------ LISTING
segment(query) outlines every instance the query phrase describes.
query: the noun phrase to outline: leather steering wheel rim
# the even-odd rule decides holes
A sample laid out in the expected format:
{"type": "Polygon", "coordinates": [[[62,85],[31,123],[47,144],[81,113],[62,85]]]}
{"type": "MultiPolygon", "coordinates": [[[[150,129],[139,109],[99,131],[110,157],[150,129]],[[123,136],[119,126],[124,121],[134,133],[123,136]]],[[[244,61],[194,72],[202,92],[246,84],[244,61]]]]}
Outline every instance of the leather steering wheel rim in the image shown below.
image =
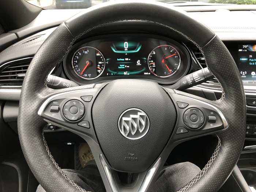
------------
Extract the lines of the records from the start through the line containing "A sample laid", and reproduce them verbatim.

- **EXPECTED OUTPUT**
segment(query) outlines every instance the query phrase describes.
query: the noun phrase to outline: leather steering wheel rim
# the even-odd rule decides holes
A sample laid out in the expected format:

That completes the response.